*WHAT THE TASK REQUIRES*. Using the listing below, set down each line from the line containing "positive clicks: (271, 251)" through the line containing "negative clicks: (203, 231) (309, 308)", both ends included, exactly and with nothing added.

(DATASET CONTENT begins)

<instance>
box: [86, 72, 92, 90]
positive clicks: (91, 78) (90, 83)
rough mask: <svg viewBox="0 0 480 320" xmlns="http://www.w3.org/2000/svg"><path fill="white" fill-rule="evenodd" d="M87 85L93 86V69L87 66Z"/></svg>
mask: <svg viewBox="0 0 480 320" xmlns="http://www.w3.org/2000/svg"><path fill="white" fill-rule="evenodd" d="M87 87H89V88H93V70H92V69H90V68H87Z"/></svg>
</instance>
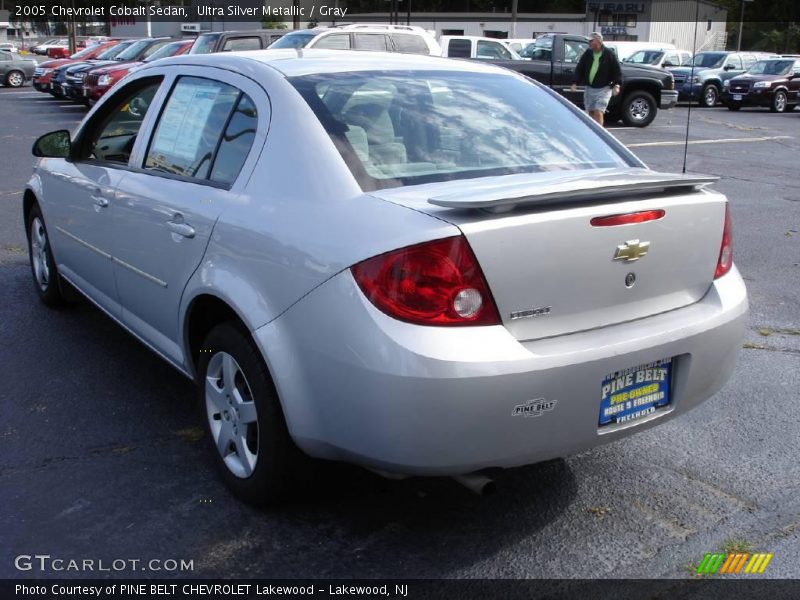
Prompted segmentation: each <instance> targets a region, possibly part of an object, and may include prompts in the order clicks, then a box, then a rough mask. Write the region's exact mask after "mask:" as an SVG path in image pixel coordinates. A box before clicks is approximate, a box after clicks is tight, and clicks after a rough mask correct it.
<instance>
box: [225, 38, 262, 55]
mask: <svg viewBox="0 0 800 600" xmlns="http://www.w3.org/2000/svg"><path fill="white" fill-rule="evenodd" d="M260 49H261V40H260V39H259V38H257V37H246V38H231V39H229V40H226V41H225V44H224V45H223V46H222V51H223V52H236V51H238V50H260Z"/></svg>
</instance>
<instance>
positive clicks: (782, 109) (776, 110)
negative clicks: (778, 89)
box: [769, 90, 788, 112]
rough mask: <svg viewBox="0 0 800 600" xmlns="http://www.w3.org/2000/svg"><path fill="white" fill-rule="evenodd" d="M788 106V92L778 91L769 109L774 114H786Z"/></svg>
mask: <svg viewBox="0 0 800 600" xmlns="http://www.w3.org/2000/svg"><path fill="white" fill-rule="evenodd" d="M787 104H788V102H787V98H786V92H784V91H781V90H778V91H777V92H775V97H774V98H773V99H772V105H771V106H770V107H769V109H770V110H771V111H772V112H785V111H786V106H787Z"/></svg>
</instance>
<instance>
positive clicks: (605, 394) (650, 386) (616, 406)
mask: <svg viewBox="0 0 800 600" xmlns="http://www.w3.org/2000/svg"><path fill="white" fill-rule="evenodd" d="M674 366H675V361H674V359H673V358H664V359H661V360H657V361H653V362H650V363H645V364H641V365H637V366H635V367H630V368H627V369H623V370H622V371H615V372H614V373H609V374H608V375H606V376H605V377H604V378H603V380H602V382H601V384H600V411H599V416H598V427H599V428H601V429H602V428H605V427H609V426H611V425H621V424H624V423H633V422H636V421H640V420H641V419H643V418H644V417H647V416H649V415H651V414H653V413H655V412H656V411H657V410H658V409H660V408H664V407H666V406H669V405H670V404H671V403H672V376H673V373H674Z"/></svg>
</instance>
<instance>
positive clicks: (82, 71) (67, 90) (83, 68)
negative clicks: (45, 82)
mask: <svg viewBox="0 0 800 600" xmlns="http://www.w3.org/2000/svg"><path fill="white" fill-rule="evenodd" d="M138 41H139V40H137V39H133V40H124V41H122V42H120V43H119V44H117V45H116V46H114V47H112V48H109V49H108V50H107V51H105V52H103V53H101V54H99V55H98V56H96V57H95V58H93V59H90V60H85V61H79V62H77V63H73V64H68V65H64V66H63V68H62V67H59V68H58V69H56V70H55V71H53V75H52V79H51V82H50V86H51V88H52V93H53V95H54V96H56V97H66V98H70V99H72V100H80V101H81V102H83V78H84V77H85V76H86V73H87V72H88V71H91V70H92V69H95V68H97V67H102V66H105V65H115V64H118V62H117V61H116V60H115V59H116V57H117V56H119V55H120V54H122V53H123V52H125V51H126V50H127V49H128V48H130V47H131V46H133V45H134V44H135V43H136V42H138Z"/></svg>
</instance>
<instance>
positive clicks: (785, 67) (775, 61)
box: [748, 60, 794, 75]
mask: <svg viewBox="0 0 800 600" xmlns="http://www.w3.org/2000/svg"><path fill="white" fill-rule="evenodd" d="M793 65H794V61H793V60H760V61H758V62H757V63H756V64H754V65H753V66H752V67H751V69H750V70H749V71H748V73H749V74H750V75H788V74H789V71H791V69H792V66H793Z"/></svg>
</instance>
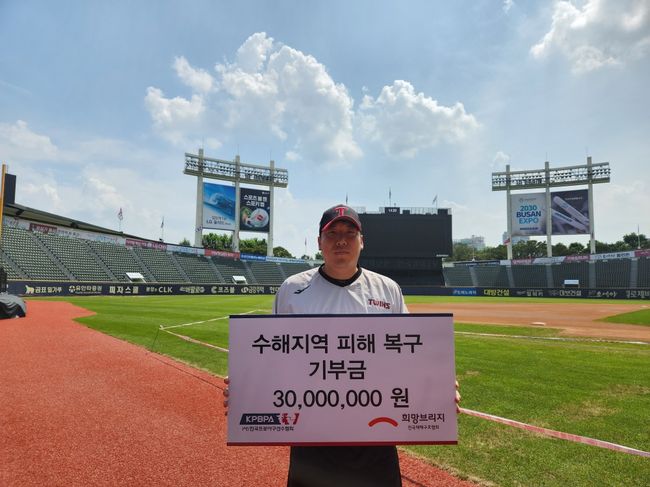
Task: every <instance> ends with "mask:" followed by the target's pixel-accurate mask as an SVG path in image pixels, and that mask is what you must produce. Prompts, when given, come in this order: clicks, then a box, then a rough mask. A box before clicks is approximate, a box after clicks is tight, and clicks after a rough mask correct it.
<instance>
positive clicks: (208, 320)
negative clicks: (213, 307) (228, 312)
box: [160, 309, 266, 331]
mask: <svg viewBox="0 0 650 487" xmlns="http://www.w3.org/2000/svg"><path fill="white" fill-rule="evenodd" d="M258 311H266V310H264V309H254V310H252V311H246V312H245V313H240V314H242V315H250V314H253V313H257V312H258ZM228 318H230V316H220V317H219V318H210V319H209V320H203V321H193V322H192V323H183V324H182V325H170V326H163V325H160V329H161V330H163V331H164V330H171V329H172V328H181V327H183V326H192V325H200V324H201V323H209V322H210V321H219V320H227V319H228Z"/></svg>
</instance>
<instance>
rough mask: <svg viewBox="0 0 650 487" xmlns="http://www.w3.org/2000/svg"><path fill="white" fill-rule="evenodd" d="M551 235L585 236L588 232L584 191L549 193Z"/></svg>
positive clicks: (565, 191) (586, 202) (587, 212)
mask: <svg viewBox="0 0 650 487" xmlns="http://www.w3.org/2000/svg"><path fill="white" fill-rule="evenodd" d="M551 221H552V226H553V231H552V233H553V235H576V234H587V233H589V231H590V220H589V197H588V192H587V190H586V189H580V190H574V191H555V192H553V193H551Z"/></svg>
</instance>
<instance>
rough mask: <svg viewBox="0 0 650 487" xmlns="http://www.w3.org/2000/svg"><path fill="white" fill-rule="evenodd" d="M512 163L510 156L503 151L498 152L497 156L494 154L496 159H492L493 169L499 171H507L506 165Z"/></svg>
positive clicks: (494, 155) (492, 166)
mask: <svg viewBox="0 0 650 487" xmlns="http://www.w3.org/2000/svg"><path fill="white" fill-rule="evenodd" d="M509 162H510V155H509V154H506V153H505V152H503V151H497V153H496V154H494V158H493V159H492V167H494V168H497V169H505V166H506V164H508V163H509Z"/></svg>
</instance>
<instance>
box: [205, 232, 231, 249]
mask: <svg viewBox="0 0 650 487" xmlns="http://www.w3.org/2000/svg"><path fill="white" fill-rule="evenodd" d="M202 242H203V246H204V247H205V248H207V249H214V250H231V249H232V236H231V235H230V234H217V233H207V234H205V235H203V239H202Z"/></svg>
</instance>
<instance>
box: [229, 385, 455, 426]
mask: <svg viewBox="0 0 650 487" xmlns="http://www.w3.org/2000/svg"><path fill="white" fill-rule="evenodd" d="M223 383H224V384H226V388H225V389H224V390H223V397H224V399H223V407H224V408H226V410H225V411H224V413H223V414H224V416H228V396H230V389H229V388H228V384H230V379H228V377H224V378H223ZM456 387H458V382H456ZM456 395H458V393H456Z"/></svg>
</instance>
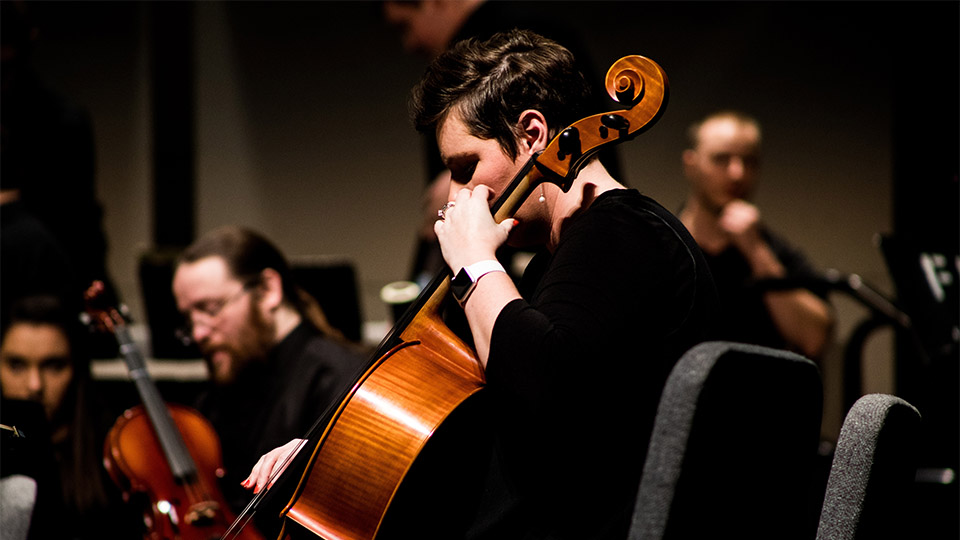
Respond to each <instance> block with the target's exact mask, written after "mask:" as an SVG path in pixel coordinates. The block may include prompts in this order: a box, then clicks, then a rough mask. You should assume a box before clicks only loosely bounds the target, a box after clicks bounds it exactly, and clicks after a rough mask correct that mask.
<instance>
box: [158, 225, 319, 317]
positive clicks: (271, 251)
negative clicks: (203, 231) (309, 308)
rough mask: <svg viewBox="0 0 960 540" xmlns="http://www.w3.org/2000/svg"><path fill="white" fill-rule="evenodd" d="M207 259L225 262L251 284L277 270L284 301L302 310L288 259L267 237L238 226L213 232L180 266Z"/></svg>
mask: <svg viewBox="0 0 960 540" xmlns="http://www.w3.org/2000/svg"><path fill="white" fill-rule="evenodd" d="M207 257H220V258H221V259H223V261H224V263H226V265H227V268H228V269H229V270H230V273H231V274H232V275H233V277H234V278H236V279H237V280H239V281H242V282H243V283H247V284H252V283H254V282H256V281H258V280H259V279H260V273H261V272H263V271H264V270H266V269H267V268H272V269H274V270H276V272H277V273H278V274H280V279H281V280H282V281H283V296H284V299H285V300H287V301H288V302H291V303H292V304H294V306H296V307H297V308H298V309H299V308H300V306H299V305H298V301H297V297H298V295H297V288H296V283H295V281H294V279H293V274H292V272H291V270H290V265H289V264H288V263H287V259H286V258H285V257H284V256H283V253H281V252H280V250H279V249H278V248H277V247H276V246H275V245H273V243H271V242H270V241H269V240H267V239H266V238H265V237H264V236H263V235H260V234H258V233H256V232H254V231H252V230H250V229H247V228H244V227H238V226H235V225H226V226H223V227H219V228H217V229H213V230H212V231H210V232H208V233H207V234H205V235H203V236H201V237H200V238H198V239H197V240H196V241H195V242H194V243H192V244H190V245H189V246H188V247H187V249H185V250H184V251H183V252H182V253H181V254H180V257H179V258H178V259H177V266H180V265H181V264H183V263H192V262H196V261H199V260H200V259H205V258H207Z"/></svg>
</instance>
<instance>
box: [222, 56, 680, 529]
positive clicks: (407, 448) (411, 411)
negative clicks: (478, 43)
mask: <svg viewBox="0 0 960 540" xmlns="http://www.w3.org/2000/svg"><path fill="white" fill-rule="evenodd" d="M605 81H606V89H607V93H608V94H609V95H610V97H611V98H613V99H614V100H616V101H618V102H620V103H621V104H624V105H626V107H627V108H626V109H623V110H617V111H613V112H610V113H605V114H596V115H593V116H590V117H587V118H584V119H582V120H579V121H577V122H575V123H574V124H572V125H571V126H569V127H567V128H566V129H564V130H563V131H562V132H561V133H559V134H558V135H557V136H556V137H555V138H554V139H553V140H552V141H551V142H550V143H549V144H548V145H547V147H546V148H545V149H544V150H543V151H542V152H540V153H539V154H537V155H535V156H534V157H532V158H531V159H530V160H529V161H528V162H527V163H526V164H525V166H524V167H523V168H522V169H521V170H520V172H519V173H518V174H517V175H516V177H515V178H514V179H513V181H512V182H511V183H510V185H509V186H508V187H507V188H506V189H505V190H504V192H503V193H502V194H501V195H500V197H499V198H498V199H497V201H496V202H495V203H494V204H493V205H492V206H491V212H493V215H494V219H495V220H496V221H497V222H501V221H503V220H504V219H508V218H510V217H512V216H513V214H514V213H515V212H516V211H517V209H518V208H519V207H520V205H521V204H522V203H523V202H524V201H525V200H526V199H527V198H528V197H529V196H530V194H531V193H533V191H534V190H535V189H536V187H537V186H539V185H540V184H541V183H542V182H546V181H548V182H552V183H554V184H556V185H557V186H559V187H560V188H561V189H562V190H563V191H565V192H566V191H568V190H569V189H570V187H571V186H572V185H573V181H574V180H575V179H576V177H577V174H578V173H579V171H580V169H581V168H582V167H583V166H584V165H585V164H586V163H587V162H588V161H589V159H590V158H591V157H593V156H594V155H595V154H596V153H597V152H598V151H599V150H600V149H601V148H602V147H604V146H606V145H610V144H617V143H620V142H623V141H626V140H630V139H632V138H634V137H635V136H637V135H639V134H640V133H642V132H644V131H645V130H646V129H648V128H649V127H651V126H652V125H653V123H655V122H656V120H658V119H659V118H660V116H661V115H662V114H663V111H664V107H665V105H666V102H667V91H668V81H667V77H666V73H665V72H664V71H663V69H662V68H661V67H660V66H659V65H657V64H656V62H654V61H652V60H650V59H648V58H644V57H642V56H635V55H634V56H627V57H624V58H621V59H620V60H618V61H617V62H615V63H614V64H613V65H612V66H611V67H610V69H609V70H608V72H607V76H606V79H605ZM449 288H450V271H449V270H448V269H445V270H444V271H442V272H441V273H440V274H439V275H437V276H436V277H435V278H434V279H433V281H431V282H430V284H428V285H427V286H426V287H425V288H424V290H423V291H422V292H421V294H420V296H419V297H418V298H417V300H416V301H415V302H414V303H413V304H412V305H411V306H410V307H409V308H408V309H407V311H406V312H405V313H404V314H403V315H402V316H401V317H400V318H399V320H398V321H397V323H396V324H395V326H394V327H393V329H392V330H391V331H390V332H389V333H388V334H387V336H386V337H385V338H384V339H383V341H382V342H381V344H380V345H379V347H378V348H377V352H376V353H375V354H374V356H373V358H372V359H371V361H370V362H369V363H368V364H367V366H366V368H365V370H364V371H363V372H362V374H361V375H360V376H359V377H358V378H357V379H356V381H355V384H354V385H353V387H352V388H351V389H350V390H348V391H347V392H346V393H345V395H344V396H343V398H342V399H341V400H340V401H339V402H338V404H337V405H335V406H333V407H331V409H330V410H328V411H327V413H325V414H324V415H323V416H322V417H321V418H320V420H318V422H317V424H316V425H315V427H314V429H313V430H311V433H310V435H309V436H308V437H307V439H308V442H307V443H306V444H308V445H310V446H312V447H313V451H312V453H311V454H309V457H307V458H301V457H300V456H299V454H297V457H293V458H292V459H293V460H294V462H292V463H291V464H290V465H288V466H287V467H286V470H287V471H293V470H303V471H304V472H303V475H302V477H301V479H300V481H299V484H298V485H297V486H296V489H295V490H294V493H293V496H292V498H291V499H290V502H289V503H288V504H287V505H286V507H285V508H284V509H283V510H282V512H281V516H283V518H284V528H283V530H282V531H281V537H284V536H285V535H287V534H289V533H291V532H293V531H302V530H306V531H309V532H310V533H312V534H314V535H316V536H319V537H321V538H324V539H326V540H333V539H355V540H361V539H363V540H365V539H371V538H374V537H375V536H376V535H377V533H378V531H379V530H380V527H381V525H382V524H383V522H384V517H385V516H386V514H387V510H388V508H389V507H390V505H391V503H392V502H393V501H394V497H395V495H396V494H397V492H398V490H399V488H400V486H401V484H402V483H403V482H404V480H405V477H406V475H407V473H408V472H409V471H410V470H411V467H412V466H413V463H414V461H415V460H416V459H417V457H418V456H419V455H420V454H421V452H422V451H423V449H424V448H425V446H426V444H427V442H428V441H429V440H430V439H431V437H432V436H433V435H434V433H435V432H436V431H437V430H438V429H439V428H440V426H441V424H443V423H444V421H445V420H446V419H447V418H449V417H450V416H451V415H452V413H454V411H456V410H457V409H458V408H460V407H461V406H462V405H463V404H464V403H465V402H466V401H467V400H468V399H469V398H471V397H472V396H474V395H477V394H478V393H479V392H480V391H481V390H482V389H483V387H484V383H485V381H484V374H483V368H482V367H481V365H480V362H479V361H478V359H477V357H476V353H475V352H474V351H473V350H472V348H471V347H469V346H468V345H467V344H466V343H464V342H463V341H462V340H461V339H460V338H459V337H458V336H457V335H456V334H454V332H453V331H451V330H450V329H449V328H448V327H447V326H445V324H444V322H443V320H442V307H443V304H444V302H445V300H446V298H447V296H448V292H449ZM424 381H429V384H424ZM303 454H306V452H303ZM304 460H305V461H306V463H305V464H304V463H303V461H304ZM293 463H297V464H298V465H303V466H302V467H300V466H295V465H294V464H293ZM286 474H289V473H281V476H283V475H286ZM275 487H276V486H275ZM271 490H273V488H271V489H270V490H265V491H263V492H261V493H260V495H261V496H262V495H265V494H267V493H269V492H270V491H271ZM259 502H260V499H258V498H257V497H255V498H254V500H253V501H251V503H250V506H248V508H247V509H246V510H244V512H243V513H242V514H241V518H242V517H243V516H244V515H246V514H247V513H248V512H249V511H253V510H255V508H256V506H257V505H258V504H259ZM247 519H249V518H247ZM234 525H235V526H236V525H237V524H236V523H235V524H234ZM232 529H233V527H232ZM226 537H228V536H225V538H226Z"/></svg>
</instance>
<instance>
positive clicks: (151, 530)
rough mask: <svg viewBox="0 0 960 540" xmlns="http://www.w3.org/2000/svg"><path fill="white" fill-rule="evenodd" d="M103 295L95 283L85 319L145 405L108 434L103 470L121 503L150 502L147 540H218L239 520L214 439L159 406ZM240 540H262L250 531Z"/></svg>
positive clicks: (195, 427) (127, 418) (141, 367)
mask: <svg viewBox="0 0 960 540" xmlns="http://www.w3.org/2000/svg"><path fill="white" fill-rule="evenodd" d="M103 289H104V287H103V283H101V282H94V284H93V285H91V286H90V288H89V289H88V290H87V291H86V293H85V299H86V303H87V310H86V311H87V314H88V315H89V316H90V317H91V319H92V321H93V322H94V323H96V324H97V325H98V326H99V327H101V328H102V329H104V330H106V331H109V332H111V333H113V334H114V336H115V337H116V339H117V342H118V343H119V345H120V353H121V355H122V356H123V359H124V361H125V362H126V365H127V369H128V371H129V373H130V378H131V379H133V381H134V383H135V385H136V387H137V392H138V393H139V395H140V399H141V402H142V405H138V406H136V407H133V408H131V409H128V410H126V411H125V412H124V413H123V415H122V416H120V418H118V419H117V421H116V422H115V423H114V425H113V427H112V428H111V429H110V431H109V432H108V434H107V438H106V441H105V442H104V456H103V464H104V466H105V467H106V469H107V472H108V473H109V474H110V477H111V478H112V479H113V481H114V482H116V484H117V485H118V486H120V488H121V490H122V491H123V494H124V499H125V500H128V501H129V500H131V499H133V498H134V496H135V495H145V498H146V500H148V501H149V504H148V505H146V506H145V507H144V508H143V521H144V525H145V526H146V531H145V532H144V538H145V539H149V540H208V539H212V538H219V537H220V536H222V535H223V533H224V532H225V531H226V530H227V528H228V525H229V524H230V523H231V522H233V521H234V520H235V519H236V517H235V516H234V515H233V513H232V512H231V511H230V509H229V507H228V506H227V503H226V500H225V499H224V497H223V495H222V494H221V493H220V490H219V488H218V487H217V478H218V477H221V476H223V467H222V459H221V453H220V441H219V439H218V438H217V434H216V432H215V431H214V429H213V426H212V425H211V424H210V422H209V421H207V420H206V419H205V418H204V417H203V416H201V415H200V413H198V412H196V411H195V410H193V409H190V408H188V407H184V406H181V405H173V404H170V405H168V404H166V403H165V402H164V401H163V398H162V397H161V396H160V393H159V391H158V390H157V387H156V385H155V384H154V382H153V380H152V379H151V378H150V376H149V374H148V373H147V369H146V363H145V362H144V359H143V355H141V354H140V351H139V350H138V349H137V346H136V344H135V343H134V341H133V339H132V338H131V337H130V331H129V329H128V328H127V326H126V323H125V320H124V317H123V316H122V315H121V314H120V312H119V311H118V310H117V309H116V308H113V307H104V306H98V305H97V304H98V297H99V296H100V295H101V294H102V292H103ZM239 538H243V539H244V540H262V537H261V536H260V534H259V533H258V532H257V531H256V530H255V529H254V528H252V527H248V528H245V529H244V530H243V531H242V535H241V536H239Z"/></svg>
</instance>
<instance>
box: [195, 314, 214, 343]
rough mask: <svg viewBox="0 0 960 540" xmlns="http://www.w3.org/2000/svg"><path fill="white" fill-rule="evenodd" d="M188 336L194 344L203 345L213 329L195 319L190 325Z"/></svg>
mask: <svg viewBox="0 0 960 540" xmlns="http://www.w3.org/2000/svg"><path fill="white" fill-rule="evenodd" d="M190 328H191V330H190V335H191V337H193V341H194V343H203V342H204V341H206V340H207V338H209V337H210V332H211V331H212V330H213V327H212V326H211V325H210V324H208V323H205V322H203V321H198V320H196V319H194V320H193V322H192V323H191V325H190Z"/></svg>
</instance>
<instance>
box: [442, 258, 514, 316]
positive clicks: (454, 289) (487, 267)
mask: <svg viewBox="0 0 960 540" xmlns="http://www.w3.org/2000/svg"><path fill="white" fill-rule="evenodd" d="M490 272H506V270H504V269H503V265H502V264H500V263H499V262H498V261H495V260H492V259H491V260H486V261H480V262H476V263H473V264H471V265H469V266H464V267H463V268H461V269H460V271H459V272H457V275H456V276H454V278H453V280H451V281H450V292H451V293H453V298H454V299H455V300H456V301H457V303H458V304H460V307H463V305H464V304H465V303H466V302H467V298H469V297H470V294H471V293H472V292H473V289H475V288H477V281H478V280H479V279H480V278H481V277H483V276H485V275H487V274H489V273H490Z"/></svg>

(DATASET CONTENT ends)

*SOLVED EXERCISE*.
positive clicks: (271, 251)
negative clicks: (203, 231) (309, 308)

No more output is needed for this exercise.